Point-based annotation data:

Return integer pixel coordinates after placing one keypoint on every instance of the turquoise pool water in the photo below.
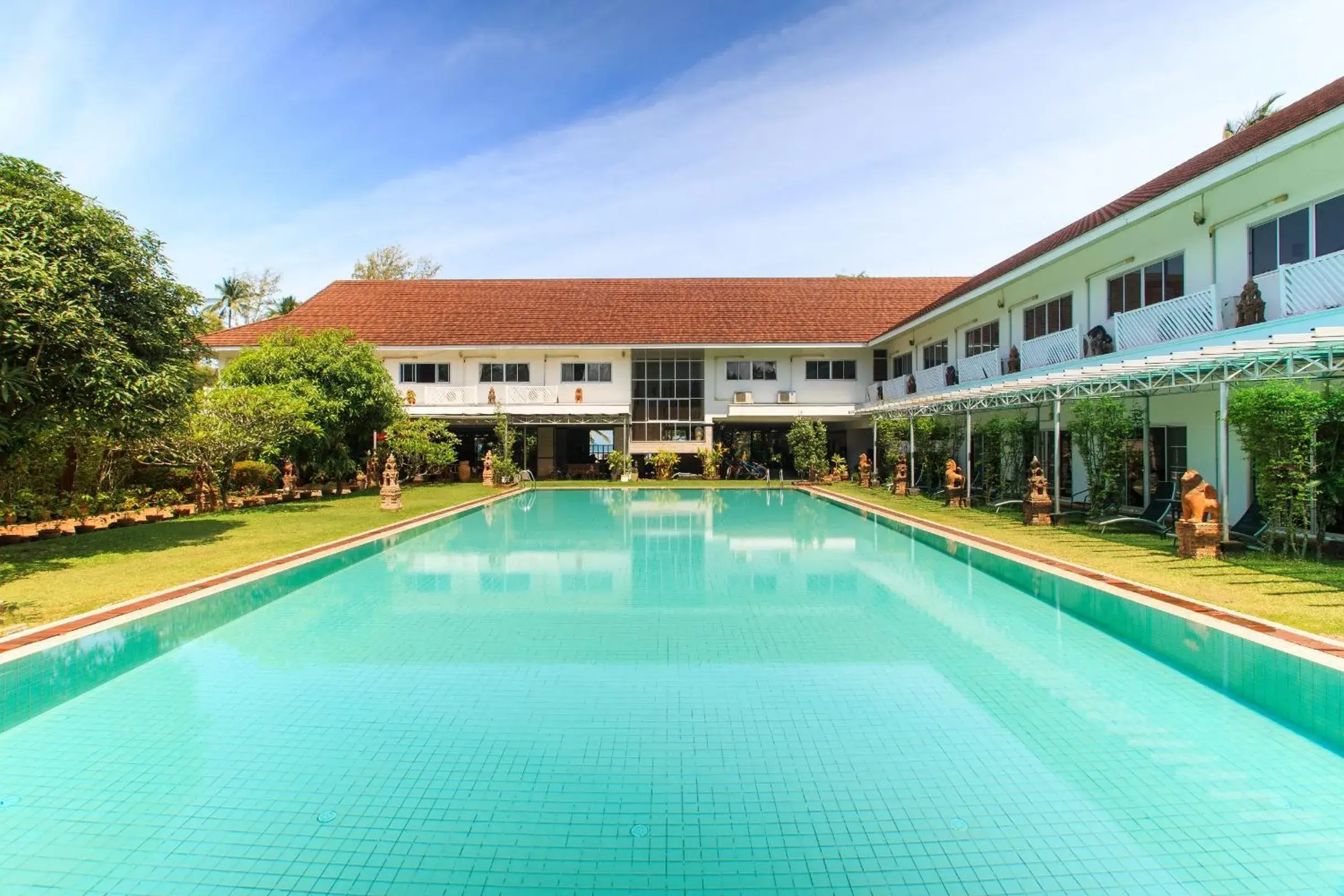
(660, 691)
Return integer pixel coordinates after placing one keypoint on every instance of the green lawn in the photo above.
(1303, 594)
(45, 581)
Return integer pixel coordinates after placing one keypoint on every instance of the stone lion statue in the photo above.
(1198, 499)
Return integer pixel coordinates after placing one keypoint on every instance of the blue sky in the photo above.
(691, 137)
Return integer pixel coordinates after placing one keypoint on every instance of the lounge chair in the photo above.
(1250, 527)
(1152, 516)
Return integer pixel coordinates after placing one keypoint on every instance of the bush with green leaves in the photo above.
(1101, 428)
(96, 335)
(347, 390)
(1277, 424)
(807, 441)
(423, 446)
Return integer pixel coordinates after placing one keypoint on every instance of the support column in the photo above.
(1148, 452)
(1222, 453)
(968, 458)
(911, 472)
(1057, 460)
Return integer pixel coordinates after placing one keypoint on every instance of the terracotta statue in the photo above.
(901, 486)
(1198, 499)
(1100, 342)
(1199, 531)
(954, 486)
(1250, 305)
(1037, 504)
(392, 490)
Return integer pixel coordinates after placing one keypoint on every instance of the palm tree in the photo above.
(236, 295)
(1258, 113)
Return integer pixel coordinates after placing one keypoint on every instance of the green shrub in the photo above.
(256, 474)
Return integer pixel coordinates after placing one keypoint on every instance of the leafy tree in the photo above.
(1101, 429)
(342, 381)
(237, 424)
(423, 445)
(96, 336)
(808, 445)
(1257, 115)
(392, 263)
(1276, 422)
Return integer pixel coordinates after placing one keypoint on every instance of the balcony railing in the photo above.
(1052, 348)
(979, 367)
(1164, 322)
(932, 379)
(887, 390)
(1314, 285)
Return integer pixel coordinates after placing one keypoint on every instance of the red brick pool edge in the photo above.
(1190, 605)
(136, 605)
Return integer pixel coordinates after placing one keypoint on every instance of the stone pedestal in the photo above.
(1035, 512)
(1199, 541)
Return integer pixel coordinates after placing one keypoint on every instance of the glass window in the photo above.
(1330, 226)
(902, 365)
(426, 372)
(577, 372)
(1148, 285)
(1044, 319)
(1264, 248)
(983, 339)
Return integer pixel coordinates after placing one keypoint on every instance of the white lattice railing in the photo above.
(531, 396)
(1314, 285)
(1164, 322)
(932, 379)
(1052, 348)
(979, 367)
(441, 396)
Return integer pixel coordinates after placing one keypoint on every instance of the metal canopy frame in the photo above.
(1319, 355)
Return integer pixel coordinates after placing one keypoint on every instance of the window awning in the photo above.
(1316, 351)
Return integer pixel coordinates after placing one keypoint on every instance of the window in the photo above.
(983, 339)
(667, 396)
(902, 366)
(1047, 317)
(1330, 226)
(586, 372)
(426, 372)
(833, 370)
(751, 370)
(1288, 238)
(1148, 285)
(506, 374)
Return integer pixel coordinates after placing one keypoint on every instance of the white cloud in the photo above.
(863, 139)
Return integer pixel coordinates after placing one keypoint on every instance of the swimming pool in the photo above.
(660, 690)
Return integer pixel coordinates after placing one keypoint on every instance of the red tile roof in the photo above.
(1287, 119)
(614, 312)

:: What you should do ::
With the line containing "pedestal in the photo above." as the first and the last line of the records as the final one, print exactly the lines in that span.

:: Task solution ::
Return integer pixel coordinates after placing one keypoint on every instance of the stone pedestal in the photo above.
(1035, 512)
(1199, 541)
Return integer pixel coordinates after placing one keypoint on every instance of the glass window in the photo above.
(1330, 226)
(902, 365)
(426, 372)
(577, 372)
(1148, 285)
(1044, 319)
(1264, 248)
(983, 339)
Return integer pixel coordinates after placing one keypoint on every instance of the white lattice railing in the photo above.
(531, 396)
(1314, 285)
(1164, 322)
(932, 379)
(1052, 348)
(979, 367)
(441, 396)
Return integer pixel coordinates after placing one keypoint on every instance of the metal canopy frame in the photo above.
(1319, 355)
Return integer pixel coordinates after placing one keypoint on every instance of the window awning in the photo above.
(1316, 351)
Return integer pixel coordinates after placing one keypoint on every instance of the window in the photo above.
(983, 339)
(667, 396)
(902, 366)
(1047, 317)
(1330, 226)
(586, 372)
(426, 372)
(833, 370)
(751, 370)
(1288, 238)
(1148, 285)
(506, 374)
Return integer pixel coordinates after placing one keypoint on every instance of the white cloud in the photo above.
(863, 139)
Return integer pixel coordinates after placing one keypoint on every instance of the swimming pool in the photo above.
(660, 690)
Return integer pixel coordinates after placing one keypoint on every instance of the red tile roof in the photo above.
(1287, 119)
(614, 312)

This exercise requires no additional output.